• _Work instructions_: Extract every line of the rows from the one containing "Would you please tag the bird's foot" through the last line, copying each without change and omitting the pictures.

• _Entries provided_:
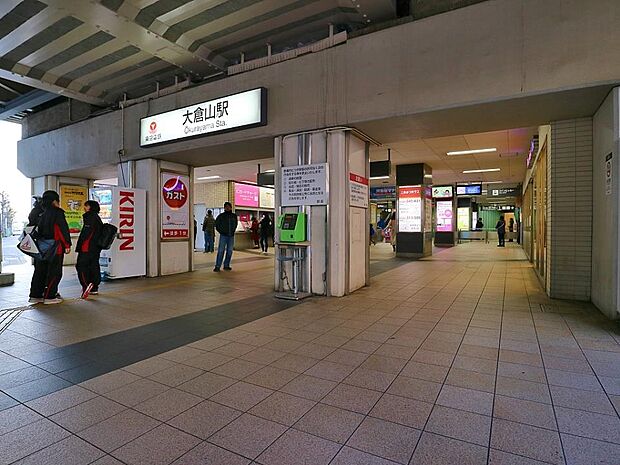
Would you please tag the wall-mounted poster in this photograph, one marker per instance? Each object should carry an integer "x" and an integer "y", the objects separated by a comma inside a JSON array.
[
  {"x": 444, "y": 216},
  {"x": 246, "y": 195},
  {"x": 175, "y": 221},
  {"x": 409, "y": 209},
  {"x": 72, "y": 200}
]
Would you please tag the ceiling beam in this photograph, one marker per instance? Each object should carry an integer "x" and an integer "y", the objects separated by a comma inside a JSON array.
[
  {"x": 198, "y": 63},
  {"x": 25, "y": 102}
]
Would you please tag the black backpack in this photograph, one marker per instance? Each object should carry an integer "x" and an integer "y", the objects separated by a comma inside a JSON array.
[{"x": 107, "y": 236}]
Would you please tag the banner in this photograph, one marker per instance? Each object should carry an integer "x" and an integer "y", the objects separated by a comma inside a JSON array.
[
  {"x": 175, "y": 221},
  {"x": 72, "y": 200}
]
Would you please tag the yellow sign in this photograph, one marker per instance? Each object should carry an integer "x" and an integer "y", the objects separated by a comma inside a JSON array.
[{"x": 72, "y": 200}]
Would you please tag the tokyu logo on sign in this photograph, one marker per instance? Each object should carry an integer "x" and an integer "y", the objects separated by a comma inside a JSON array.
[{"x": 243, "y": 110}]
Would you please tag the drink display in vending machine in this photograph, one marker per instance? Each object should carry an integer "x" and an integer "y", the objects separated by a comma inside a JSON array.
[{"x": 125, "y": 208}]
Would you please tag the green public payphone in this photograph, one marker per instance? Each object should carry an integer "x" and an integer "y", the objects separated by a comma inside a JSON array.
[{"x": 292, "y": 227}]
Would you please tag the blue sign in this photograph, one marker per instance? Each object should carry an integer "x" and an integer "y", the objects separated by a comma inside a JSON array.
[{"x": 382, "y": 193}]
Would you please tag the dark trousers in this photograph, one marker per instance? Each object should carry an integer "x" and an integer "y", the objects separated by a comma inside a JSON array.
[
  {"x": 88, "y": 269},
  {"x": 46, "y": 277}
]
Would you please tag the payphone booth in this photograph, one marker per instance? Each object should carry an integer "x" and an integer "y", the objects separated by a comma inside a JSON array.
[{"x": 292, "y": 248}]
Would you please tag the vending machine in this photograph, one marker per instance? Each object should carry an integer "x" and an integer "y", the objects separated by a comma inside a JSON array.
[{"x": 125, "y": 208}]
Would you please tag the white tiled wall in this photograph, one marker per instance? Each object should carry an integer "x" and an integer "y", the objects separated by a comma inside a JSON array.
[{"x": 569, "y": 217}]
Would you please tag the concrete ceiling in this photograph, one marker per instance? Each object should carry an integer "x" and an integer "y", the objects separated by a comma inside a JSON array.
[
  {"x": 512, "y": 147},
  {"x": 96, "y": 51}
]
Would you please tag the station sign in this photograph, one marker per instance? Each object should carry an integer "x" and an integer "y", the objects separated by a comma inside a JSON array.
[
  {"x": 383, "y": 193},
  {"x": 233, "y": 112},
  {"x": 504, "y": 192},
  {"x": 304, "y": 185}
]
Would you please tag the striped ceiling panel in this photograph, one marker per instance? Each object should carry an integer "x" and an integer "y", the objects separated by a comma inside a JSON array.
[{"x": 98, "y": 51}]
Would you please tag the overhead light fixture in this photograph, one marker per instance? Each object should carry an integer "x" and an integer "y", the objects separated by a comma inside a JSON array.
[
  {"x": 471, "y": 152},
  {"x": 488, "y": 170}
]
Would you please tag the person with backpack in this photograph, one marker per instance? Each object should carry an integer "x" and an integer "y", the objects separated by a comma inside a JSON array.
[
  {"x": 52, "y": 225},
  {"x": 226, "y": 224},
  {"x": 88, "y": 249}
]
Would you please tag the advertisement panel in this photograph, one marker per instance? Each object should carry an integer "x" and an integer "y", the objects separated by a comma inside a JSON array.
[
  {"x": 242, "y": 110},
  {"x": 246, "y": 195},
  {"x": 267, "y": 197},
  {"x": 444, "y": 216},
  {"x": 175, "y": 221},
  {"x": 358, "y": 191},
  {"x": 72, "y": 200},
  {"x": 304, "y": 185},
  {"x": 410, "y": 209},
  {"x": 442, "y": 192}
]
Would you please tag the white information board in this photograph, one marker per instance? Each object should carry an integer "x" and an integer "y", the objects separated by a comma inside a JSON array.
[
  {"x": 304, "y": 185},
  {"x": 410, "y": 209},
  {"x": 358, "y": 191}
]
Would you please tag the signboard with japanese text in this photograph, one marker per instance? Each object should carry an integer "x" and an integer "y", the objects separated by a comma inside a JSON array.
[
  {"x": 175, "y": 221},
  {"x": 304, "y": 185},
  {"x": 246, "y": 195},
  {"x": 382, "y": 193},
  {"x": 237, "y": 111},
  {"x": 72, "y": 200},
  {"x": 410, "y": 209},
  {"x": 358, "y": 191},
  {"x": 267, "y": 197},
  {"x": 444, "y": 216}
]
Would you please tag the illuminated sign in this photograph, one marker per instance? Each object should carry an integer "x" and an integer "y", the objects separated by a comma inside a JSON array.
[
  {"x": 410, "y": 209},
  {"x": 442, "y": 192},
  {"x": 237, "y": 111}
]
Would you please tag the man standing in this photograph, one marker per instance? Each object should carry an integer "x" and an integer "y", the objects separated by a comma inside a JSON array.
[
  {"x": 226, "y": 225},
  {"x": 208, "y": 228}
]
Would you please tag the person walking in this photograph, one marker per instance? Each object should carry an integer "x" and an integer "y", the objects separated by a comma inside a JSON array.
[
  {"x": 501, "y": 231},
  {"x": 52, "y": 225},
  {"x": 254, "y": 232},
  {"x": 38, "y": 276},
  {"x": 88, "y": 250},
  {"x": 265, "y": 232},
  {"x": 208, "y": 228},
  {"x": 226, "y": 224}
]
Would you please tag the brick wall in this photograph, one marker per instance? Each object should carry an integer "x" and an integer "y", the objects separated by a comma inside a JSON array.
[
  {"x": 569, "y": 205},
  {"x": 212, "y": 194}
]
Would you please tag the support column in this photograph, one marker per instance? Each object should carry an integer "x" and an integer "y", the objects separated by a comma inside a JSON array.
[
  {"x": 170, "y": 255},
  {"x": 414, "y": 237},
  {"x": 337, "y": 261}
]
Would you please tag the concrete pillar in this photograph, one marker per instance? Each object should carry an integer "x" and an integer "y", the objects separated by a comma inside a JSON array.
[
  {"x": 414, "y": 237},
  {"x": 338, "y": 258},
  {"x": 164, "y": 256}
]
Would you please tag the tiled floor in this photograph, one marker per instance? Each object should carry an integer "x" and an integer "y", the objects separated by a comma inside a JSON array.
[{"x": 460, "y": 359}]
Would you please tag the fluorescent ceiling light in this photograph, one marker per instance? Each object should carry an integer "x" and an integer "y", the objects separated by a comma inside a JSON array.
[
  {"x": 471, "y": 152},
  {"x": 489, "y": 170}
]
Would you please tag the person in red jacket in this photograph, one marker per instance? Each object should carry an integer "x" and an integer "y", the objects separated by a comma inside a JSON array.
[
  {"x": 87, "y": 266},
  {"x": 52, "y": 225}
]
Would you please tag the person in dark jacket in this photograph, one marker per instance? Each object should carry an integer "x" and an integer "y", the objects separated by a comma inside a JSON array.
[
  {"x": 265, "y": 227},
  {"x": 52, "y": 225},
  {"x": 88, "y": 250},
  {"x": 208, "y": 228},
  {"x": 38, "y": 276},
  {"x": 226, "y": 225},
  {"x": 501, "y": 231}
]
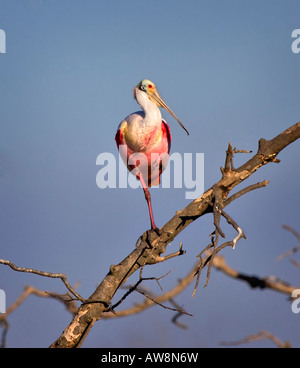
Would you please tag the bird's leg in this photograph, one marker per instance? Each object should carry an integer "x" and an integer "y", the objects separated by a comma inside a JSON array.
[{"x": 148, "y": 199}]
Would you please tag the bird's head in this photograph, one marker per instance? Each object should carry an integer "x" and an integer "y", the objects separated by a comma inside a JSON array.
[{"x": 149, "y": 88}]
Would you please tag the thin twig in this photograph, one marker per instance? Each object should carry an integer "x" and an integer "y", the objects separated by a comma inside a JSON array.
[{"x": 45, "y": 274}]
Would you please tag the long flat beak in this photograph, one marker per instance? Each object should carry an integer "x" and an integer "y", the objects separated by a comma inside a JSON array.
[{"x": 155, "y": 97}]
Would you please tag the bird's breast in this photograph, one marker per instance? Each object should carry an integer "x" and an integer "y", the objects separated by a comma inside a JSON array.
[{"x": 140, "y": 137}]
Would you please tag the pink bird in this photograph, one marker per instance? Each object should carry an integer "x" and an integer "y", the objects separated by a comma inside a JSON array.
[{"x": 144, "y": 139}]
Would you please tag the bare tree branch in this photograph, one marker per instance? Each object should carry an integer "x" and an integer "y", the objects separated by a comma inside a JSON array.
[
  {"x": 151, "y": 245},
  {"x": 45, "y": 274},
  {"x": 262, "y": 335}
]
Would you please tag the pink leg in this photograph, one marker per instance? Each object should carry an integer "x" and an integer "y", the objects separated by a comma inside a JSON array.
[{"x": 148, "y": 199}]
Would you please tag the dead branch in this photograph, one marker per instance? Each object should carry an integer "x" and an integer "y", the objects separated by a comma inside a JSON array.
[
  {"x": 150, "y": 246},
  {"x": 45, "y": 274},
  {"x": 254, "y": 281},
  {"x": 262, "y": 335},
  {"x": 30, "y": 290}
]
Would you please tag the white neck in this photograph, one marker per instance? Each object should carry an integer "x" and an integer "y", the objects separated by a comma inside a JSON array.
[{"x": 151, "y": 110}]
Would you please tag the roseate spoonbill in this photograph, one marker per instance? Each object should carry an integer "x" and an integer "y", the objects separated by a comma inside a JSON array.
[{"x": 144, "y": 139}]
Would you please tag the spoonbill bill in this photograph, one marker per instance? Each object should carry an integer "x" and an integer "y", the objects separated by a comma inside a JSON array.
[{"x": 144, "y": 139}]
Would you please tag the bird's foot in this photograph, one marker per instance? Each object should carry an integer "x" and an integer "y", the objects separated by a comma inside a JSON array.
[{"x": 152, "y": 234}]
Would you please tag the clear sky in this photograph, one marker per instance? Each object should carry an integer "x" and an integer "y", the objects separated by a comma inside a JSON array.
[{"x": 227, "y": 70}]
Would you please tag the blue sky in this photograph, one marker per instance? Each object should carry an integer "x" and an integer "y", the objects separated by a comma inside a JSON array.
[{"x": 227, "y": 70}]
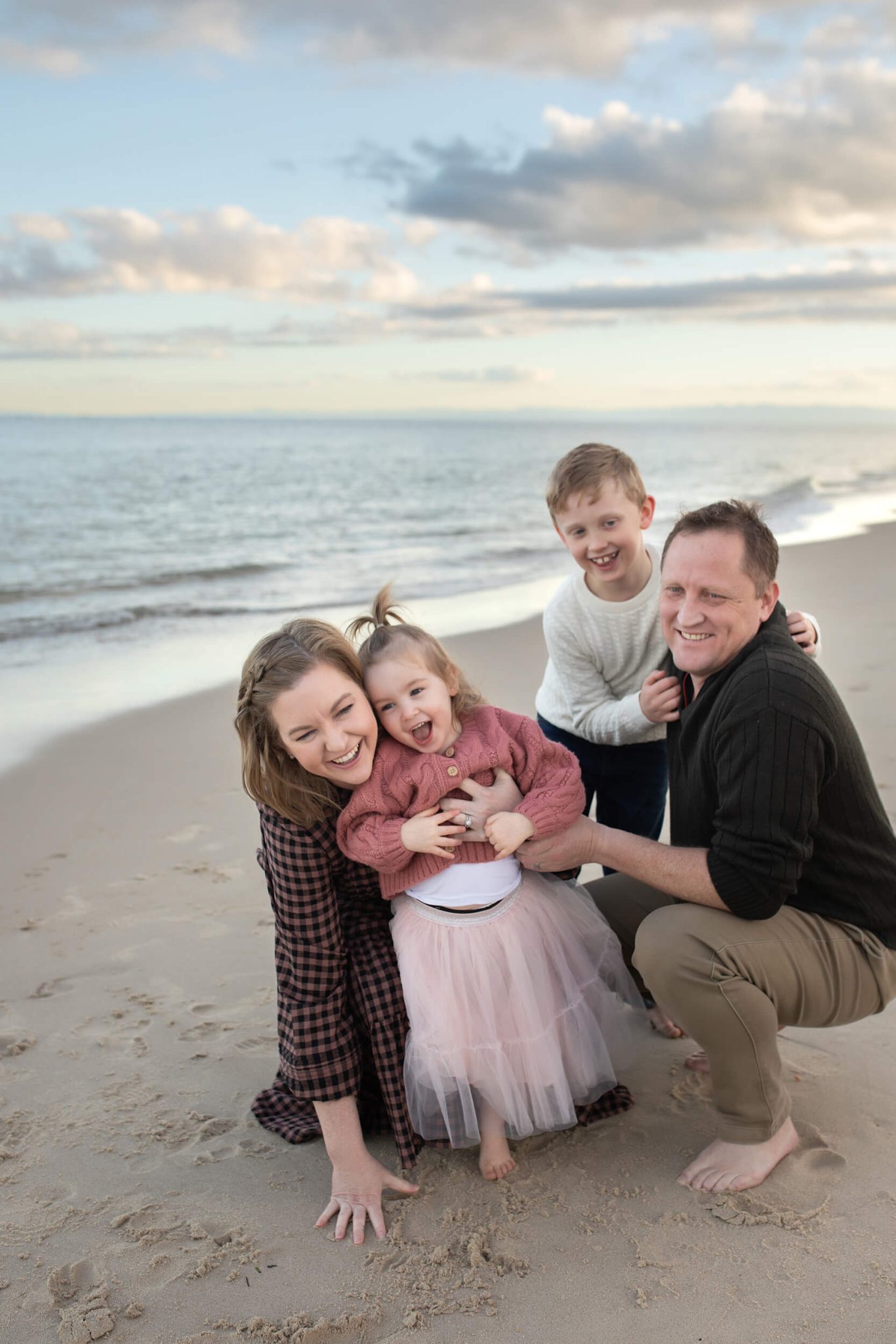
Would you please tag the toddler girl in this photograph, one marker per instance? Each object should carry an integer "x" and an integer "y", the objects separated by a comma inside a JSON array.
[{"x": 514, "y": 982}]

• _Answer to the problem_:
Would you please tag the bird's foot in this photograph, one marker per instance? Each object should carry an integer "x" and an integer "y", the objects separated by a comma inside a JSON array.
[{"x": 152, "y": 234}]
Would you please tag the clear sky in this photograph, one marker per instance? Each object should carry an integer "x" and an integer "y", the objects separated by a comma inside a JSON array.
[{"x": 227, "y": 70}]
Would you please tag the blue sky in this photograph, one marker per instance? Each object should carry an integer "x" and an integer "y", the objects separated by a comma inside a JSON array.
[{"x": 227, "y": 70}]
Would you please tag the toddler girl in this photograph, one marker per instance? Each object should carry an integer "x" and an integer "y", the objects separated by a comma inside a JSON array.
[{"x": 514, "y": 982}]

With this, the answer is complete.